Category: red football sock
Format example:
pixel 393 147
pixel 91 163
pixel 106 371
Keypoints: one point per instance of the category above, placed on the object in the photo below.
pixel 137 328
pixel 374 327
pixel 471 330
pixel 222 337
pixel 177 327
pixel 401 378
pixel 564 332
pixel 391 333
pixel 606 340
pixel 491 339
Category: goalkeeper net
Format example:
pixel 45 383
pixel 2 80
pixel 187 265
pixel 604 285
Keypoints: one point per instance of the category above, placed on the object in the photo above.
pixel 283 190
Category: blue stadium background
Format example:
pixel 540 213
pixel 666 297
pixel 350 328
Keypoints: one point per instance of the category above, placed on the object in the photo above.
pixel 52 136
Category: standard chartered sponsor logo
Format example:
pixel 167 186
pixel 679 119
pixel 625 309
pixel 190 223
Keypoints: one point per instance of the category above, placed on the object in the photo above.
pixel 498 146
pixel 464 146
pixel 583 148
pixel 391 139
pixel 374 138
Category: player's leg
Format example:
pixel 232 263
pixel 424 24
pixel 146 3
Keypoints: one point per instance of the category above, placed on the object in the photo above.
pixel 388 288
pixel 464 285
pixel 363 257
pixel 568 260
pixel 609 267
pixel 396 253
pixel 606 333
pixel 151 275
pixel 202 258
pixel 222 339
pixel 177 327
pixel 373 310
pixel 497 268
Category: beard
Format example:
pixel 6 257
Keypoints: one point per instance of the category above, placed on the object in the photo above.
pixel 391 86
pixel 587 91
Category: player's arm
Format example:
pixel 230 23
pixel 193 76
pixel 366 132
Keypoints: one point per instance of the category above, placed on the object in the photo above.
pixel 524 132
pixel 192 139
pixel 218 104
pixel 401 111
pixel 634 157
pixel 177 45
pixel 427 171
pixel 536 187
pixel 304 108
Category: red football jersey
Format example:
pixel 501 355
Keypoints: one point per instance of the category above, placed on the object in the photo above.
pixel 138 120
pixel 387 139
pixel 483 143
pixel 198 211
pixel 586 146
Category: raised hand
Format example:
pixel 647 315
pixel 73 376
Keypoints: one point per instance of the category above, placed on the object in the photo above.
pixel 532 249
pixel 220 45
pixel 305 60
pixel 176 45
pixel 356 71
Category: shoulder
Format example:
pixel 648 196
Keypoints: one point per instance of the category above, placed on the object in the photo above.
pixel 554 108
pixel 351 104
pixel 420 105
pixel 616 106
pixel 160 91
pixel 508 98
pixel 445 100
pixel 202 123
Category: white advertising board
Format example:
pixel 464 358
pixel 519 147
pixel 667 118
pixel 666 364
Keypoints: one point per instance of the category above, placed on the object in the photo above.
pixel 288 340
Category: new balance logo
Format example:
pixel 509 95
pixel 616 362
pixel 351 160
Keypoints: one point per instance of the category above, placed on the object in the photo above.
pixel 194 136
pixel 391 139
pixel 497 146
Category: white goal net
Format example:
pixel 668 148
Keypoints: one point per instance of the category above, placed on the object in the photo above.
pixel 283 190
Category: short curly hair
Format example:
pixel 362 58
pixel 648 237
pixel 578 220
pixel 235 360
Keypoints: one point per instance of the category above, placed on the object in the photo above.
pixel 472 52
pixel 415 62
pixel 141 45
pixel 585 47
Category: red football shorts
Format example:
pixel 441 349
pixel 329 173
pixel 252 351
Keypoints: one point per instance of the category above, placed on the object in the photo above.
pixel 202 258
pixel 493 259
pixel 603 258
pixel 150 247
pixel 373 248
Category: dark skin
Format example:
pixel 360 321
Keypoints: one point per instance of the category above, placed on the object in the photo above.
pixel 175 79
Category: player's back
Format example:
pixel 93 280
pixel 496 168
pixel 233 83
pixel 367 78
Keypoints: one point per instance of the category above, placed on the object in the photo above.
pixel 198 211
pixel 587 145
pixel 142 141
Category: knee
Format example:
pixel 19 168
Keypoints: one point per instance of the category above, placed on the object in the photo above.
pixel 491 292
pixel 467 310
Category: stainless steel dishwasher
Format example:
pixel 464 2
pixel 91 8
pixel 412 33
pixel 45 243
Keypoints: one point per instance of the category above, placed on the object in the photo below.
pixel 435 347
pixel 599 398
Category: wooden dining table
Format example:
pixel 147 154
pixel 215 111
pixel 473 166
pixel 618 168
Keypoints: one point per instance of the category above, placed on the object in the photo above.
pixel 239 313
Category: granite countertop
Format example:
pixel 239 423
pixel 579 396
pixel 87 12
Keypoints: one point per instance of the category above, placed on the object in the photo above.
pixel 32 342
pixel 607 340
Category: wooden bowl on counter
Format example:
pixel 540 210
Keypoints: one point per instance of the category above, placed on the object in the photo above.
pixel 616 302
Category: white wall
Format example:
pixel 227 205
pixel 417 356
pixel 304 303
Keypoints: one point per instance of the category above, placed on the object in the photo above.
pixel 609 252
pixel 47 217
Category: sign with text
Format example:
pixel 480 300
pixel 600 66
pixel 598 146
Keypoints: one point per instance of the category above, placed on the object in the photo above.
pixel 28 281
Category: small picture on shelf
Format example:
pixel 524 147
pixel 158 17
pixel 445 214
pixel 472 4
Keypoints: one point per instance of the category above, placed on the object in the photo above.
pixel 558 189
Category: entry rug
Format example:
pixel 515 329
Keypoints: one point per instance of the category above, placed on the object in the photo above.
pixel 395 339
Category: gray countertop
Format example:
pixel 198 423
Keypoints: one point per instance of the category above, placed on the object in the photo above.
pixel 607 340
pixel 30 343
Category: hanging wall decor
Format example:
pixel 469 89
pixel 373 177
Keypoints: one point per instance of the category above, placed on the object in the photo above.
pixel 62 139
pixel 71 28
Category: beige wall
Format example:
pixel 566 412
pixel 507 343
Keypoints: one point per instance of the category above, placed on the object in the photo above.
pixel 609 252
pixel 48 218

——

Stated task:
Everything from the line containing "Category: small picture on shelf" through the final line of the listing, inclusive, must be reproduced exactly; leave out the rest.

Output of the task:
Category: small picture on shelf
Format example:
pixel 524 147
pixel 158 17
pixel 445 214
pixel 472 4
Keypoints: one point per instance of the category above, placed on the object in the photo above.
pixel 558 189
Category: entry rug
Format example:
pixel 515 329
Keypoints: one point per instance of the category above, placed on the object in the photo above.
pixel 395 339
Category: gray countertop
Format example:
pixel 198 423
Keypoints: one point per instance of the category above, placed on the object in the photo above.
pixel 607 340
pixel 30 343
Category: hanging wall decor
Format example:
pixel 469 89
pixel 373 177
Keypoints: one point per instance of the category above, placed on the object in the photo above.
pixel 62 139
pixel 71 28
Category: beige wall
Format example:
pixel 566 412
pixel 507 343
Keypoints: one point per instance of the category above, placed on the object in the photo above.
pixel 609 252
pixel 48 218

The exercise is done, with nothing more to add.